Print verbatim every line starting at the one that contains "Tag the white line" and ending at the final line of the records; include both endpoints.

Material provided:
--- Begin ---
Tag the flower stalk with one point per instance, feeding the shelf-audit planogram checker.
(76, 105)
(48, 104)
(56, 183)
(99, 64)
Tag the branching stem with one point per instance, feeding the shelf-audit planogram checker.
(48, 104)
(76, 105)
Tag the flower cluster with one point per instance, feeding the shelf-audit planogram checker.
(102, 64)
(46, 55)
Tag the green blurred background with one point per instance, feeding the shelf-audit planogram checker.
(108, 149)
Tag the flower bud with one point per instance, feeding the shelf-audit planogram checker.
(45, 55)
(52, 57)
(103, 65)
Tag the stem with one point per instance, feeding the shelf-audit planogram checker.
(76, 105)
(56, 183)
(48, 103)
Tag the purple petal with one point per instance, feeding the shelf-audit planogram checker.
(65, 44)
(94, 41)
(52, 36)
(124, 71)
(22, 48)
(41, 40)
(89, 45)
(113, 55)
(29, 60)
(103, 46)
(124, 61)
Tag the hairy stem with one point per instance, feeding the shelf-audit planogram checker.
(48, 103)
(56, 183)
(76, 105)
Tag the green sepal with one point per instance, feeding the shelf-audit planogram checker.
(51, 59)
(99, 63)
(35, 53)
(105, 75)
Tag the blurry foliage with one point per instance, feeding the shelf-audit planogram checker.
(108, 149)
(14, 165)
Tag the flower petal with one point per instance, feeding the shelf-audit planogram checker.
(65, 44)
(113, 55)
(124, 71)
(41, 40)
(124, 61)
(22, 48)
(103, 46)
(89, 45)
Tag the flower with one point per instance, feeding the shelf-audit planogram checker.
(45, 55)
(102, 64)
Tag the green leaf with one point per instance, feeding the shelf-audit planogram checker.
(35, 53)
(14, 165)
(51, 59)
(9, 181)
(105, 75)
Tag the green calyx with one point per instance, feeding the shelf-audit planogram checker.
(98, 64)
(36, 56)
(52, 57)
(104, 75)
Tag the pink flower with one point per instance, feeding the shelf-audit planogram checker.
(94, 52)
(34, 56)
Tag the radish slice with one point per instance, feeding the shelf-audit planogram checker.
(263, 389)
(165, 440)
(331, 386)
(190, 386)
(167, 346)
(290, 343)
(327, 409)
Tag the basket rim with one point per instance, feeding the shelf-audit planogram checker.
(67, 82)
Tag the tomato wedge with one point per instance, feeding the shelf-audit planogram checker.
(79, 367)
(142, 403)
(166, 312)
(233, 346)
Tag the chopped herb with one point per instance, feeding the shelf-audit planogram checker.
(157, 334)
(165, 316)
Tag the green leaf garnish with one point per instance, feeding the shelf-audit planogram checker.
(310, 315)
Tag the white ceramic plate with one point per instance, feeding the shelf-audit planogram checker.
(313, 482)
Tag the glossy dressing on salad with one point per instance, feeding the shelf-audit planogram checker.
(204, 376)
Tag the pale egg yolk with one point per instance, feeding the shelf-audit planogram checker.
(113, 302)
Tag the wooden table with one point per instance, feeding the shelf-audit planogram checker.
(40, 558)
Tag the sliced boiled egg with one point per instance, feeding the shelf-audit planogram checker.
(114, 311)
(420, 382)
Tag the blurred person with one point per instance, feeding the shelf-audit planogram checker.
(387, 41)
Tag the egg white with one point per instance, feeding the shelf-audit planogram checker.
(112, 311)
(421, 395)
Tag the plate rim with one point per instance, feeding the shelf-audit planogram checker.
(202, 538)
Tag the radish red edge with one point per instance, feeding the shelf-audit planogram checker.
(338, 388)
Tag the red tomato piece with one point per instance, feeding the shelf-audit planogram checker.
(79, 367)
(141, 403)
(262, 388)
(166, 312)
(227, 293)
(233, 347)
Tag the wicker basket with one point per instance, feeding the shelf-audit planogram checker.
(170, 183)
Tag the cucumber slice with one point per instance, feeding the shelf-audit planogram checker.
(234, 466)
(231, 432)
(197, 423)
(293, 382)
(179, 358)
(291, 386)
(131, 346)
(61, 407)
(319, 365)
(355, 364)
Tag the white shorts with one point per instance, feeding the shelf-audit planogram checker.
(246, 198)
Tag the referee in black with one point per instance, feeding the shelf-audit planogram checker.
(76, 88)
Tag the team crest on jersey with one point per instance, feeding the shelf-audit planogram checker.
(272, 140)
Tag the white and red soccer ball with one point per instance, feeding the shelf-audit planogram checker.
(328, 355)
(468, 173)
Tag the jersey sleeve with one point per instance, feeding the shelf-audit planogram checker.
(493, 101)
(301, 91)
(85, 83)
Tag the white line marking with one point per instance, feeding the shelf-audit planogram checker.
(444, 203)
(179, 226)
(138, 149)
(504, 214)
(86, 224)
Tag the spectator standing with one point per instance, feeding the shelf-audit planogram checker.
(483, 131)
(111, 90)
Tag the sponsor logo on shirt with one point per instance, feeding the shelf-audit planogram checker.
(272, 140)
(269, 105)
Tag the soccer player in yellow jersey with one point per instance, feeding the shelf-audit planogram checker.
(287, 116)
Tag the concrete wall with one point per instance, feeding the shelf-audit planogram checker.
--- End ---
Answer below:
Tag the white line marking with one point per instance, feeding the shelf-audit planogram checker.
(444, 203)
(179, 226)
(138, 149)
(504, 214)
(86, 224)
Tag the spectator standing with one point per instance, feeding the shelf-audit planogram checker.
(483, 131)
(111, 90)
Tag the sponsor logo on shirt with one point per instance, feeding the shelf-audit planogram checker.
(272, 140)
(269, 105)
Tag the soccer player in yellow jersey with one point per instance, feeding the shelf-audit planogram checker.
(287, 116)
Tag the concrete wall with one point per instance, feeding the shelf-audit planogram checker.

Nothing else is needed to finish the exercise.